● RECORDS PROVIDED
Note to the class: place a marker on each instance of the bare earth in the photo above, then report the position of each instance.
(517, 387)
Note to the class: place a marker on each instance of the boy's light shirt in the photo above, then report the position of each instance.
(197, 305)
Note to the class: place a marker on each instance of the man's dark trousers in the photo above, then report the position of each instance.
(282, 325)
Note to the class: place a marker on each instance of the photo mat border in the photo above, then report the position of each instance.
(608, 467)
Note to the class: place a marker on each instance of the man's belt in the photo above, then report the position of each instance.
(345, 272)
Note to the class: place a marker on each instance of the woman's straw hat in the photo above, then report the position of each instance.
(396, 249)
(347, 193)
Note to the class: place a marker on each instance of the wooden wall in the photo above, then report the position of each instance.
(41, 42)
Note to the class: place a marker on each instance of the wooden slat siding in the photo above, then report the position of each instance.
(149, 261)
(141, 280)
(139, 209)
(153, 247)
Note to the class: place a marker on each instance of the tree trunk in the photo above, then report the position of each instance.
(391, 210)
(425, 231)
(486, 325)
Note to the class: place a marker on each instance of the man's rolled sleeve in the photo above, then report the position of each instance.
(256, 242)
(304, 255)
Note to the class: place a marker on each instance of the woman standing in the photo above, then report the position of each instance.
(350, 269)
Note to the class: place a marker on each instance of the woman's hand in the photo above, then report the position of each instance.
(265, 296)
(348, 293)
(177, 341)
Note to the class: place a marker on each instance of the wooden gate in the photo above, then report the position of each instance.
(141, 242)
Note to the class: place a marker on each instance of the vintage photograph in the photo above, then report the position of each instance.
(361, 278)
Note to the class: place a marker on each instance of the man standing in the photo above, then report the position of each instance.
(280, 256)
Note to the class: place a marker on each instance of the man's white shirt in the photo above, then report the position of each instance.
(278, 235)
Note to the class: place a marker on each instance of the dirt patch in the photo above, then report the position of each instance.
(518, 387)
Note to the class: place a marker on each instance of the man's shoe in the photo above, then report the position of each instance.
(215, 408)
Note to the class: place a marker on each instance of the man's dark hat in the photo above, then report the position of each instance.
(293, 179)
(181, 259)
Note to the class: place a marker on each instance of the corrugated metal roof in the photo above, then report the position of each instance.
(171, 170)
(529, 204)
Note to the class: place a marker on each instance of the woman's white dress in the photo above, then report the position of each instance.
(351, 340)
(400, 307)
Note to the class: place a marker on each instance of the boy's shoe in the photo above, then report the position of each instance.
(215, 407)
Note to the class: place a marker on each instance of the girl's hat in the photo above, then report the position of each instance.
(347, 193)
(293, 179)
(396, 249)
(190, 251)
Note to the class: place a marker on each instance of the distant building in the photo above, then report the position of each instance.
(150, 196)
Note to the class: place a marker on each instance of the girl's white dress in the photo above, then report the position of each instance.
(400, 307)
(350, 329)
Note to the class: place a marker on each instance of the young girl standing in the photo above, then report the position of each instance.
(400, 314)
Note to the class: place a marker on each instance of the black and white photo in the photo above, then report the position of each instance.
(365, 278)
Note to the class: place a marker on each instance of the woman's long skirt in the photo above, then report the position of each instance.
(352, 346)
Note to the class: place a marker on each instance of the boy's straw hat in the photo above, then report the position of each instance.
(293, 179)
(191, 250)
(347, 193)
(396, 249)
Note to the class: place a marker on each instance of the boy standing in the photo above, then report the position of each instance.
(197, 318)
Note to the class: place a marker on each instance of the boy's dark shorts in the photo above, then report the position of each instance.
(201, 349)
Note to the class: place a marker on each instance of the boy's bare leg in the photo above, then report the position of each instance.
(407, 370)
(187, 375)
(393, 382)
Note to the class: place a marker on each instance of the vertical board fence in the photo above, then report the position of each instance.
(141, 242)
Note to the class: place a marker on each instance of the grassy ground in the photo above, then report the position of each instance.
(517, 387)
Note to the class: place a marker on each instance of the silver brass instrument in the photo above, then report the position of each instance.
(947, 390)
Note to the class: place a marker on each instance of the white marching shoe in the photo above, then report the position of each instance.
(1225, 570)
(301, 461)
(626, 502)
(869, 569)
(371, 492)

● EXERCISE DESCRIPTION
The full set of records, transcribed exactly, is the answer.

● ANSWER FOR THIS EXERCISE
Note to the class: place a marker on each instance of the bare earth in the photo above, then report the position of each instance.
(517, 387)
Note to the class: place a marker on each instance of the boy's light shirt in the photo above, then report the position of each instance.
(197, 305)
Note to the class: place a marker on each instance of the man's dark trousers in the photo above, then report the position of each instance.
(282, 325)
Note to the class: place a marker on each instance of the photo mat border in the photo above, then report the position of each instance.
(608, 467)
Note to the class: place a marker on each instance of the man's belt in the photo above, then report the position of each instance.
(345, 272)
Note to the class: place a marker on each instance of the woman's straw hat in the photo above, then report the position of each instance.
(396, 249)
(347, 193)
Note to the class: place a marker on each instance of the wooden wall in the photo above, then report the position of each instance.
(41, 42)
Note to the class: place a marker on each instance of the wooden slat siding in the photo above, then report the position of each instance.
(149, 261)
(141, 280)
(139, 209)
(153, 247)
Note to the class: place a marker on each instance of the tree trunk in the photo above, then report the position of each instance.
(391, 210)
(425, 231)
(486, 325)
Note to the class: place a marker on each instance of the man's rolled sleeve in the photo above, then report the position of each instance.
(256, 242)
(304, 255)
Note to the class: place a marker on each instance of the woman standing in the photo above, then report the position of each instance.
(350, 269)
Note to the class: place a marker on each instance of the woman's hand in the photo above, then report the position of each instance.
(265, 296)
(348, 293)
(177, 341)
Note to the class: place a marker on each instance of the wooden gate in the photo above, then report the position of each instance.
(141, 242)
Note to the class: place a marker on each instance of the vintage photograph in the photo above, then report the position of each instance.
(361, 278)
Note to the class: place a marker on each instance of the man standing in the photo above, then report the position of each instance.
(280, 256)
Note to the class: place a marker on each instance of the man's white shirt in the photo above, then report the position of each instance.
(278, 235)
Note to the class: place a marker on each instance of the dirt patch in the photo above, then report the position of each instance.
(518, 387)
Note to the class: place a marker on each instance of the man's shoe in the photo above, then report the position of each instance.
(215, 408)
Note to the class: place a marker on each instance of the man's dark hat in the photo above, then report the position of each instance.
(293, 179)
(181, 259)
Note to the class: place a marker on each instance of the corrugated metal roof in the photo above, then report the position of each instance.
(171, 170)
(529, 204)
Note to the class: place a marker on each instance of the woman's white dress in the photo above, then report the position of each instance.
(351, 340)
(400, 307)
Note to the class: place a marker on each instance of the boy's shoe in the photo above, then report the position of each instance.
(215, 407)
Note to the class: place a marker on each instance of the girl's hat in the photo above, then report the position of each instance.
(347, 193)
(293, 179)
(396, 249)
(190, 251)
Note to the class: place a marker on each instance of the distant building in the photo above, then report the position of each instance.
(150, 196)
Note to the class: place a marker on each instance of the girl's white dress in the photo above, then report the position of each instance.
(400, 307)
(350, 329)
Note to the class: place a marker on each instance of the young girl standing in the photo above, then report the position of each instance.
(400, 314)
Note to the class: place a marker on each instance of the black and white photo in the photo above, then report the position of each instance.
(365, 278)
Note to the class: place a marker on each instance of the woman's long skirt in the photo above, then report the position of each instance.
(352, 346)
Note to the class: place a marker on each instance of the boy's straw hat in the photo above, then report the position of each instance.
(293, 179)
(191, 250)
(347, 193)
(396, 249)
Note to the class: place a marker on each instance of the boy standing in the photo above, then report the position of each instance.
(197, 318)
Note to the class: place a marker on each instance of the boy's dark shorts in the photo above, then report the position of each instance.
(201, 349)
Note to the class: place a marker on each instance of the boy's bare leg in the photo above, then report the position of each instance.
(407, 370)
(187, 375)
(393, 382)
Note to the class: place a marker on each instance of the vertical board fence in the photo above, then report the position of each instance.
(141, 242)
Note to the class: place a marker on each instance of the grassy ground in the photo above, then report the position of each instance.
(517, 387)
Note to the class: place a marker on each instance of the silver brass instrument in the photo above, then report the position of each instance.
(947, 390)
Note to the class: place a marker on each instance of the white marching shoe in the photo above, then report the position of each instance.
(1225, 570)
(301, 461)
(626, 502)
(869, 569)
(371, 492)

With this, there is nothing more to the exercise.